──────── Extracted text ────────

A Skagway man gave a new account this week of how he took cover from the shooter at the Las Vegas music festival before trying to help dying victims in a desperate truck ride to a hospital.
Robert Murphy said he needed the help of a man who'd been shot in the leg to hold another victim, a dying woman, in the pickup they were riding in. Bodies, he added, were "heaped so high that she was falling off of the tailgate."
"So much death and pain," Murphy wrote Tuesday in a 750-word Facebook post that's been shared more than 200 times.
But, he added: "There is no way to describe the amount of courage and selflessness we witnessed that night."
First of all, we would like to thank everyone for such an outpouring of compassion and support. This has been harder to...
Posted by Robert Murphy on Tuesday, October 3, 2017
Murphy, 46, and his wife, Christy, were among more than a dozen Alaskans attending the Route 91 Harvest music festival Sunday night in Las Vegas. That's where authorities say 64-year-old Stephen Paddock shot and killed at least 59 people and injured more than 500 during a concert by country singer Jason Aldean.
Two Anchorage residents were killed.
Related: [Two Alaskans killed, one wounded in mass shooting at Las Vegas music festival]
One was Dorene Anderson, an Anchorage hockey enthusiast and self-described stay-at-home mother who was at the festival with her family. The other was 35-year-old Adrian Murfitt, a commercial fisherman and Dimond High School graduate who was shot in the neck and died in the arms of a close friend, Brian MacKinnon.
At least one other Alaskan, 52-year-old Rob McIntosh of North Pole, was injured. And several others have offered firsthand accounts of the mayhem during and after the shootings, including Audra McCann, a niece of Alaska Gov. Bill Walker.
Murphy owns a tourism business, Alaska Excursions, and has served on the city and borough planning and zoning commission in the small Southeast town of Skagway, a cruise ship destination about 90 miles north of Juneau by boat.
Related: [Girlfriend of Las Vegas gunman said she had no warning about massacre]
He posted his account late Tuesday, writing that he thought it would be easier to share it online, since "every time we are asked about our story, the details emerge again and it becomes harder and harder to talk about." He declined to be interviewed by phone, but fleshed out his account in a series of Facebook messages with Alaska Dispatch News.
Murphy said he was holding his wife's hand close to the front of the stage, where they were with a group of eight friends from California, when the shooting started. After hiding behind a vendor's booth, they eventually found their way out under a fence.
"Behind us looked like a war zone," Murphy wrote.
As victims began to emerge, Christy began stopping cars in traffic to help carry them away, he said. Robert, with the help of "total strangers," helped load people in.
"I saw a girl in the middle of a road on top of a beer cart. We lifted her to the back of the truck," he wrote. "We had bodies heaped so high that she was falling off of the tailgate, so I locked arms with someone in the back and held onto the truck with my other arm to keep her from falling out.

──────── Dataset excerpts ────────

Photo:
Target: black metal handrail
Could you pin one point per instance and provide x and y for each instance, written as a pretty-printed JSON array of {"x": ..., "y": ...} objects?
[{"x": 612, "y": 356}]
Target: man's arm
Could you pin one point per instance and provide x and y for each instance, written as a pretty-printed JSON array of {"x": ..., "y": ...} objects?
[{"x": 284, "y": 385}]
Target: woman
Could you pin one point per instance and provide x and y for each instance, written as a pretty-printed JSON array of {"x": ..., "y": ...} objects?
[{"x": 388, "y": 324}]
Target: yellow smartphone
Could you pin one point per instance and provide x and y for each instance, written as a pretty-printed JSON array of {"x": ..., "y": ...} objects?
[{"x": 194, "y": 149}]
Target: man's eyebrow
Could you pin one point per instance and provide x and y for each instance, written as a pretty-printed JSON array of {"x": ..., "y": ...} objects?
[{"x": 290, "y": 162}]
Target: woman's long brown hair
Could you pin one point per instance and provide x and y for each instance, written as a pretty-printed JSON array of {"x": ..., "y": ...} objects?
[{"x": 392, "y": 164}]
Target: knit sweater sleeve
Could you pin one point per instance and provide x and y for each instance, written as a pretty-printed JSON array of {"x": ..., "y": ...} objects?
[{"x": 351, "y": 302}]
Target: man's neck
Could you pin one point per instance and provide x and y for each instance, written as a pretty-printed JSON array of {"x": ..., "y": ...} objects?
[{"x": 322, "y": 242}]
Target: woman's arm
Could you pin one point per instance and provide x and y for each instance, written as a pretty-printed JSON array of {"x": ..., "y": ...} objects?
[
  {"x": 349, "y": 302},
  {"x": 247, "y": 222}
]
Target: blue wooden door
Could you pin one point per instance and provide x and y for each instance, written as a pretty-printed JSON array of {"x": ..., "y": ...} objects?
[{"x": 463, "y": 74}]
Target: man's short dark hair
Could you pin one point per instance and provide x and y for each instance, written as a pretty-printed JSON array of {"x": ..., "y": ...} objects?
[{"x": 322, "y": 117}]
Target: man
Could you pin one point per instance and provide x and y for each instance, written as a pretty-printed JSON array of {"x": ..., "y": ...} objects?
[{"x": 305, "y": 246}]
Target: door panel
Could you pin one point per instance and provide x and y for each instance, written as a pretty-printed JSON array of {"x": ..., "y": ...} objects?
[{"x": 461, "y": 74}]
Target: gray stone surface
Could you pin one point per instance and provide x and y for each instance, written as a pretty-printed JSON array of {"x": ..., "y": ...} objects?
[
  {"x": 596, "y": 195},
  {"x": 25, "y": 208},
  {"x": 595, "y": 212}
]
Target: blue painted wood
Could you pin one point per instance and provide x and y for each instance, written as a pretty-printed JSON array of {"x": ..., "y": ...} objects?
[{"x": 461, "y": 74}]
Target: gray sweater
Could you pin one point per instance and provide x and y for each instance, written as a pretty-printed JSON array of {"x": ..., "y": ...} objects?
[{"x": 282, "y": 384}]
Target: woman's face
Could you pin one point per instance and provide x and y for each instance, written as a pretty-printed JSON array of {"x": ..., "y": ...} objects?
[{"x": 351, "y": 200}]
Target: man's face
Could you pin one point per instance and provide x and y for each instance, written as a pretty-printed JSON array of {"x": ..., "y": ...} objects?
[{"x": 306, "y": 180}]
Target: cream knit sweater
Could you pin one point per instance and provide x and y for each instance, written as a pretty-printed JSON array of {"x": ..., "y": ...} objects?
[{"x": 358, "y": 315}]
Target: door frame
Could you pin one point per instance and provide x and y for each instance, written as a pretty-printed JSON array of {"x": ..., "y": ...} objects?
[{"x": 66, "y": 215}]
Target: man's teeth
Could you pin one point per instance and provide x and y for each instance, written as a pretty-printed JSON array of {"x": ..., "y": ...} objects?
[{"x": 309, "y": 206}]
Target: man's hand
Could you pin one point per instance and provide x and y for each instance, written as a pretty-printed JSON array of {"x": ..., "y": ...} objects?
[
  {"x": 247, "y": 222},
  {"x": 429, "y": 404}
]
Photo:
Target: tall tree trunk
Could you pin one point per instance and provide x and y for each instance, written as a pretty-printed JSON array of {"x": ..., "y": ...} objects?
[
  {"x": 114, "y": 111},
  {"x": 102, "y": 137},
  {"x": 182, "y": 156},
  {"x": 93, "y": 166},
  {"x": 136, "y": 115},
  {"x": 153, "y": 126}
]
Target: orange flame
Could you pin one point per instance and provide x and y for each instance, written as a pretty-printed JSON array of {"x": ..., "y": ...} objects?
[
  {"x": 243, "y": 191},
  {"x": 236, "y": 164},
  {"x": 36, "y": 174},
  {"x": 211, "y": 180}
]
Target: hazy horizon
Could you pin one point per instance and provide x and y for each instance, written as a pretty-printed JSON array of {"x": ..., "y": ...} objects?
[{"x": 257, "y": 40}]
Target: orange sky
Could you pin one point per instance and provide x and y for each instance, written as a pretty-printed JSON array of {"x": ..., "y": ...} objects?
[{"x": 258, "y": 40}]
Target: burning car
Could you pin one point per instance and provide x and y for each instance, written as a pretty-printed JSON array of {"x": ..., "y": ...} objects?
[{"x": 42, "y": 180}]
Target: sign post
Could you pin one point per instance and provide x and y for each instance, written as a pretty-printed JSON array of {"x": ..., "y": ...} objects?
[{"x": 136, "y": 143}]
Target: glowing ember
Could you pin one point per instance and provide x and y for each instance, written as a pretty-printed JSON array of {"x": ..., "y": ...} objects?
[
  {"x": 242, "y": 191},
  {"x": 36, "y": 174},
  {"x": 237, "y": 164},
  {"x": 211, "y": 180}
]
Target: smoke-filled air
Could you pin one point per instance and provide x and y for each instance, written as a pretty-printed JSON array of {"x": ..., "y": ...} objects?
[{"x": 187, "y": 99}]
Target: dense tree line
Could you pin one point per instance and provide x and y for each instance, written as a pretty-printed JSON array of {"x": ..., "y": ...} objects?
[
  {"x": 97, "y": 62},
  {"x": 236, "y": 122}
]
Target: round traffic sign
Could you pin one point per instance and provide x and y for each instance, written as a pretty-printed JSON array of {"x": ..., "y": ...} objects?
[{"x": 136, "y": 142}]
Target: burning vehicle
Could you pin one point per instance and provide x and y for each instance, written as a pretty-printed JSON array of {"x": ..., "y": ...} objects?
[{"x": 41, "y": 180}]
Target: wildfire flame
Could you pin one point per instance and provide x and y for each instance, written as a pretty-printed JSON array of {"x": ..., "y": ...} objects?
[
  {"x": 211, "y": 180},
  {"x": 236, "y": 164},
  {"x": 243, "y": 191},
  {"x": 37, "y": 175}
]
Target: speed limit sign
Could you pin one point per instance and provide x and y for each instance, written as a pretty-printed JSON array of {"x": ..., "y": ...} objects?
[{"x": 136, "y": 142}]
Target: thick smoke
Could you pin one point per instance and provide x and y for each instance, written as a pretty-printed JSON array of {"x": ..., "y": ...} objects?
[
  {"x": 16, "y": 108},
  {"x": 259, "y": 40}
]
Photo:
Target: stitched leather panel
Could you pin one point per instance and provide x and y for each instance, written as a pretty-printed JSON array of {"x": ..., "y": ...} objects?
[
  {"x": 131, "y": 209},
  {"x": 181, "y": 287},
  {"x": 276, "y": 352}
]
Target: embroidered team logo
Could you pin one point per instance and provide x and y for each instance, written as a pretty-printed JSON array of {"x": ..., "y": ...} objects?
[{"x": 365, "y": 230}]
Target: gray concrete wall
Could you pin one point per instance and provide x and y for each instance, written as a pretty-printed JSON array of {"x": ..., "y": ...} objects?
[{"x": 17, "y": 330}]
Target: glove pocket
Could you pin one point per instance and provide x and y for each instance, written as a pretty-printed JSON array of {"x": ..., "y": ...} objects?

────────

— Task item A —
Answer these questions from the article on the Skagway man:
(i) How old is Robert Murphy?
(ii) What is the name of the tourism business Murphy owns?
(iii) Where did Murphy and his wife hide after the shooting started?
— Task item B —
Please retype the stretch of the article on the Skagway man from "At least one" through "Alaska Dispatch News.".
The material comes from a different source than the article.

— Task response A —
(i) 46
(ii) Alaska Excursions
(iii) Behind a vendor's booth

— Task response B —
At least one other Alaskan, 52-year-old Rob McIntosh of North Pole, was injured. And several others have offered firsthand accounts of the mayhem during and after the shootings, including Audra McCann, a niece of Alaska Gov. Bill Walker.
Murphy owns a tourism business, Alaska Excursions, and has served on the city and borough planning and zoning commission in the small Southeast town of Skagway, a cruise ship destination about 90 miles north of Juneau by boat.
Related: [Girlfriend of Las Vegas gunman said she had no warning about massacre]
He posted his account late Tuesday, writing that he thought it would be easier to share it online, since "every time we are asked about our story, the details emerge again and it becomes harder and harder to talk about." He declined to be interviewed by phone, but fleshed out his account in a series of Facebook messages with Alaska Dispatch News.